* [Exercise]
Return each line of the material below that contains the string "white", matching case exactly.

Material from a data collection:
*****

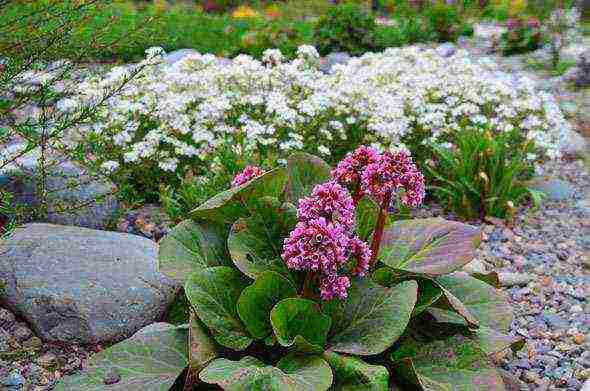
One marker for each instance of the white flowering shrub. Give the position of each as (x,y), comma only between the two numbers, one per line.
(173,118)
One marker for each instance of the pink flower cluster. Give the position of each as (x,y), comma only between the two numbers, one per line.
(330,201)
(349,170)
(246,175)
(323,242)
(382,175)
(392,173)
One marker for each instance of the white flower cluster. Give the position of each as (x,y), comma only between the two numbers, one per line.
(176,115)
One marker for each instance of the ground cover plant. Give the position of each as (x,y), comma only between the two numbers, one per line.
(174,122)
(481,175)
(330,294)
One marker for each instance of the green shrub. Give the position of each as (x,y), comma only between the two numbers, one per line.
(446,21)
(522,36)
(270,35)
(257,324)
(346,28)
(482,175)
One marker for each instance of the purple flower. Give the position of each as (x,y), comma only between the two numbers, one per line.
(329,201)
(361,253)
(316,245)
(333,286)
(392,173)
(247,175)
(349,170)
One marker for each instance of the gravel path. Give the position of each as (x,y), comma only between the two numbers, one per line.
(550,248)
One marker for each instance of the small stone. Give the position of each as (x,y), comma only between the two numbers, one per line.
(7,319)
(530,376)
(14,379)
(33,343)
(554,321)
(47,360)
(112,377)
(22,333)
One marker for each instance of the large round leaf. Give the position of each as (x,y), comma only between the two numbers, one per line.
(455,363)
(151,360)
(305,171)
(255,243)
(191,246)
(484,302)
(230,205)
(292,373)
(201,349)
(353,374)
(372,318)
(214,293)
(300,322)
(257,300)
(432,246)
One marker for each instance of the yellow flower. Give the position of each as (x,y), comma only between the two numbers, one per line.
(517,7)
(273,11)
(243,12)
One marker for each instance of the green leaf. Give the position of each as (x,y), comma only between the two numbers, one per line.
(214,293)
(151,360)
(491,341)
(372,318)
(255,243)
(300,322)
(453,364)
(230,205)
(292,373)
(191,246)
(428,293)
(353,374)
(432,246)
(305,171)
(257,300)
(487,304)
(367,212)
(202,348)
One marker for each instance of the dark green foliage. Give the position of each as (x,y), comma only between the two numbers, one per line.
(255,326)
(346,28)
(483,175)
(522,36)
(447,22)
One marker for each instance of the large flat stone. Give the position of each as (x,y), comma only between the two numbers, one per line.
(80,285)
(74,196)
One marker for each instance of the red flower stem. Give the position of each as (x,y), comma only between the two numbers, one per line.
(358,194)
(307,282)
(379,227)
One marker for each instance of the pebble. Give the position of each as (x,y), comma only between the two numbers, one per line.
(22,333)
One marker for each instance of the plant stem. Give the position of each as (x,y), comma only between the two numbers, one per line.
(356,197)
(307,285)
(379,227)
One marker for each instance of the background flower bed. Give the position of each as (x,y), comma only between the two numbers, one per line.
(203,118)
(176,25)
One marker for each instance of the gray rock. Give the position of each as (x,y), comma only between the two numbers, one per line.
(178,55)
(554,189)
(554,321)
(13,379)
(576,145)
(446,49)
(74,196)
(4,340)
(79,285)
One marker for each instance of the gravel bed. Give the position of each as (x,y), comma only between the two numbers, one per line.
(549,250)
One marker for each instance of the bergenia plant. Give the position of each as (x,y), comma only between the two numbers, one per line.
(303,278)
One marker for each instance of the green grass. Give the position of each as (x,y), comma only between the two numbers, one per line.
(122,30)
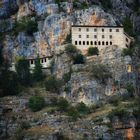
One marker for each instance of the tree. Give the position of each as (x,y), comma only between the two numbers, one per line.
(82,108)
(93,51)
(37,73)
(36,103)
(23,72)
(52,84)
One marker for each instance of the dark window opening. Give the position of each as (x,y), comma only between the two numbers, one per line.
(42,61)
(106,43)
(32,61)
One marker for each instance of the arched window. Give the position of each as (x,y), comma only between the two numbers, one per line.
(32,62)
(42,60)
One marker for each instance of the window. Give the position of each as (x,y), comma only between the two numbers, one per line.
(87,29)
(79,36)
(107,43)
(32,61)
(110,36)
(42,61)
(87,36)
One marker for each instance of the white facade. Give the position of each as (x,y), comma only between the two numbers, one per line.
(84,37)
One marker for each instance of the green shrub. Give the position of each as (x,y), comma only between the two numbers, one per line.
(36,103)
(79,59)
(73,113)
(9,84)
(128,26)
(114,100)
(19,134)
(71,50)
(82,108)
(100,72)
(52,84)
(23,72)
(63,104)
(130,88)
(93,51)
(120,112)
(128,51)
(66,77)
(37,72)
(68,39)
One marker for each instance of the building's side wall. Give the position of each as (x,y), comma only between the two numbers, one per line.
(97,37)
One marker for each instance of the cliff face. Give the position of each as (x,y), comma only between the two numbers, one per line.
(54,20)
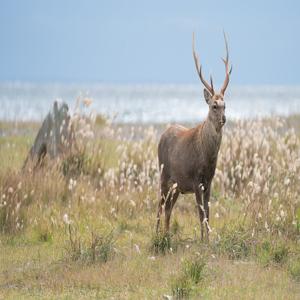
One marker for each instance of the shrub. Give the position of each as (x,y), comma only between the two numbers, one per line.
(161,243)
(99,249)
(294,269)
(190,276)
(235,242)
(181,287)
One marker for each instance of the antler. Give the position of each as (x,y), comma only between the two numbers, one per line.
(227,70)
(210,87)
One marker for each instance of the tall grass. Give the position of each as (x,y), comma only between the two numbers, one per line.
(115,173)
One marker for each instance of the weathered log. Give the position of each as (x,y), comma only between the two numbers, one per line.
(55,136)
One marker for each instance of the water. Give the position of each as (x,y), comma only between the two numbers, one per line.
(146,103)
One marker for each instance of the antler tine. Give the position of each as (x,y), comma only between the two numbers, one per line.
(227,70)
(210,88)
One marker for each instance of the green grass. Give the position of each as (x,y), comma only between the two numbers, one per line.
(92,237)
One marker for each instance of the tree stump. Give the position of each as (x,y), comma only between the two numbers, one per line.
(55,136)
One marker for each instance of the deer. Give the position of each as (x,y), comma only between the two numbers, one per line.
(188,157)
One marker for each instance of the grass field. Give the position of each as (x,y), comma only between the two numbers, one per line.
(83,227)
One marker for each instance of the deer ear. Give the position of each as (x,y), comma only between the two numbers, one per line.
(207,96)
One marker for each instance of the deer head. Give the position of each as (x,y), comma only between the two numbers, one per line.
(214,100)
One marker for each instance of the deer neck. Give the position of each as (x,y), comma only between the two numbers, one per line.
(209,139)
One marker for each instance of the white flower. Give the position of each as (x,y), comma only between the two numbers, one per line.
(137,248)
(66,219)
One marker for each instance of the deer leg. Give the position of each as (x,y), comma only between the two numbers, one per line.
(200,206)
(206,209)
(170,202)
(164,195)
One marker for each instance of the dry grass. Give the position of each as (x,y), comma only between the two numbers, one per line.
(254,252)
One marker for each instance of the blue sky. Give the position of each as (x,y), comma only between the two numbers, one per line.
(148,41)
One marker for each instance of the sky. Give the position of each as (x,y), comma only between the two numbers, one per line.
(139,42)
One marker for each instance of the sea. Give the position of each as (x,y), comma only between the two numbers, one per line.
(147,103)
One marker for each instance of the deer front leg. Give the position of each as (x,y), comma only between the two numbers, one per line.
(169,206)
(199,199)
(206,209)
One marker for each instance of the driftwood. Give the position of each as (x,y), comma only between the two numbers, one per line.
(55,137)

*****

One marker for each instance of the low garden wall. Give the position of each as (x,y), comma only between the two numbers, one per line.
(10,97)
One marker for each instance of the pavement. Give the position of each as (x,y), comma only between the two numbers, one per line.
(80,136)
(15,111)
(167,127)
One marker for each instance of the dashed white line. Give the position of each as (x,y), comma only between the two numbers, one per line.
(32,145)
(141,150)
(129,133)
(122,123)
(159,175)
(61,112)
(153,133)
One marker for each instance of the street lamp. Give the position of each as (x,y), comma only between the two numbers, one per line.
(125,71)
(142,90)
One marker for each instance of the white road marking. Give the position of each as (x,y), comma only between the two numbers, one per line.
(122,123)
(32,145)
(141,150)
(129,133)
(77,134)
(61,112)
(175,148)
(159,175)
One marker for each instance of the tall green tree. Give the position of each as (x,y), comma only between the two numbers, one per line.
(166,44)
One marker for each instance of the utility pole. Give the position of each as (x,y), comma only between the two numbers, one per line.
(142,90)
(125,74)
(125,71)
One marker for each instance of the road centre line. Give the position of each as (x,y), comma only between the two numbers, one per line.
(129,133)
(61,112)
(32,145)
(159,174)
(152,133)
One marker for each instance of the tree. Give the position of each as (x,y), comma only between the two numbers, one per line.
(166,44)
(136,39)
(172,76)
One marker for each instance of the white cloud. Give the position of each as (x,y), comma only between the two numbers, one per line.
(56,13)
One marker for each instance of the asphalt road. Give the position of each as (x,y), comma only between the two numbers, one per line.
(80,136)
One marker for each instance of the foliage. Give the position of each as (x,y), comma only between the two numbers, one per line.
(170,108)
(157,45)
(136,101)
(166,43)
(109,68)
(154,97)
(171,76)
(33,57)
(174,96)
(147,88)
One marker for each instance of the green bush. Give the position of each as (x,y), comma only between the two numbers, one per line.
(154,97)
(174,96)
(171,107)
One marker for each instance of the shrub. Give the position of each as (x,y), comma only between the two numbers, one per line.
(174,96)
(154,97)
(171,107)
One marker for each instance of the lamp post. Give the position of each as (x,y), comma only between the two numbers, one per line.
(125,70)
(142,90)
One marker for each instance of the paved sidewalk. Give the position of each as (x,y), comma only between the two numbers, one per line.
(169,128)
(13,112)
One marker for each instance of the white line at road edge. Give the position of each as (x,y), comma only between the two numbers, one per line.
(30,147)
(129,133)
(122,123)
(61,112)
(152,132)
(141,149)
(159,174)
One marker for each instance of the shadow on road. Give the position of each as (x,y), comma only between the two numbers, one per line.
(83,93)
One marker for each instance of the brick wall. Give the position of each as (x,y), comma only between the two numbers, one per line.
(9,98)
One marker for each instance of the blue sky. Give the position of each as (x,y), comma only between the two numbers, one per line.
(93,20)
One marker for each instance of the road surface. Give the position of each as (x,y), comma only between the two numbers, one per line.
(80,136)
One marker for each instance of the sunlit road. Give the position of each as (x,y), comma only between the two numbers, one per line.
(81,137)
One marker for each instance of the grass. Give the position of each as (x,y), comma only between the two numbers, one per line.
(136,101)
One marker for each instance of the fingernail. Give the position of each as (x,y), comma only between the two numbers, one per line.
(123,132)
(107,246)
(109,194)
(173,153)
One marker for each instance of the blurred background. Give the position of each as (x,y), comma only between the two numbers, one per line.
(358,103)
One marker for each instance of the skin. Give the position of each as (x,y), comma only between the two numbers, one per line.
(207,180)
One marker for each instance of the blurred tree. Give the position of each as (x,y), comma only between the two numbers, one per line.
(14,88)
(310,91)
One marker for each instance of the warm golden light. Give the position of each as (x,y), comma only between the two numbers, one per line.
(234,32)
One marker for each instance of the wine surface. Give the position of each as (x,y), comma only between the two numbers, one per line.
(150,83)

*****

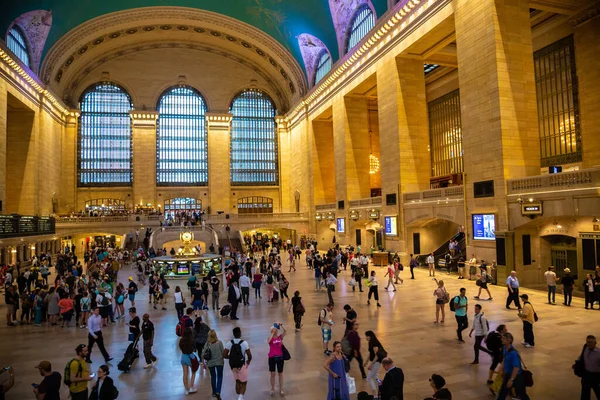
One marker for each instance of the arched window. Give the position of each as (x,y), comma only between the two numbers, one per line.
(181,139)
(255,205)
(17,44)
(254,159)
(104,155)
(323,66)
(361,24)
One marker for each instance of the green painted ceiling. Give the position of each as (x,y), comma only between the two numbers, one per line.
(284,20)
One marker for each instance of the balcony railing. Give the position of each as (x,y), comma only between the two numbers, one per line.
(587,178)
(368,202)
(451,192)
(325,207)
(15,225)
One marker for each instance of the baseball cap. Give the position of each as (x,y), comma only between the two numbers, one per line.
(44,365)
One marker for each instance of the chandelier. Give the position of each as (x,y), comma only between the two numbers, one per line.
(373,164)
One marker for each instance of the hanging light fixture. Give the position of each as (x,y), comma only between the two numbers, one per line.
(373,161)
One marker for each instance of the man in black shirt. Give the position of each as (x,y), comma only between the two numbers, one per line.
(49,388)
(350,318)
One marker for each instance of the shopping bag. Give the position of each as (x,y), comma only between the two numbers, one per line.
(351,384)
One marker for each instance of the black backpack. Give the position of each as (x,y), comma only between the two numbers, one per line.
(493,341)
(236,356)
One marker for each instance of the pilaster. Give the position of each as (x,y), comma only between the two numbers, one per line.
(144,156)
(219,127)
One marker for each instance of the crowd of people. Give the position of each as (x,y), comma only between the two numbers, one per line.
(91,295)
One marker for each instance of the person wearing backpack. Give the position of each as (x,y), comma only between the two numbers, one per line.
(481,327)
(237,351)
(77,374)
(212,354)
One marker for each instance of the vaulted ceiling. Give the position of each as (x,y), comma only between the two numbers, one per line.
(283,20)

*****

* [Solution]
One marker for each instance of the white flowering shrub. Give the position of each as (x,y), comma only between the two numbers, one per line.
One marker for each instance of the white flower cluster. Give the position of each as (x,y), comma only between the two numbers, one per line.
One marker for each instance of the white facade. Give the position of each as (x,y), comma only between the two numbers, one per line.
One marker for each instance of the white flower. Give the position of each as (x,y), comma only between the two numbers, one per line.
One marker for each instance of the dashed white line. Give the position of each as (x,y), comma only between the two numbers, one per line.
One marker for each instance of the white road marking. Give the position of each as (x,y), comma only between the two numbers, one per line.
One marker for each instance of the white cloud. Give the position of each as (x,y), comma only between the two numbers, one per line.
One marker for each instance of the white line at road edge. Give the position of each as (x,y), comma only between the two numbers, one per line.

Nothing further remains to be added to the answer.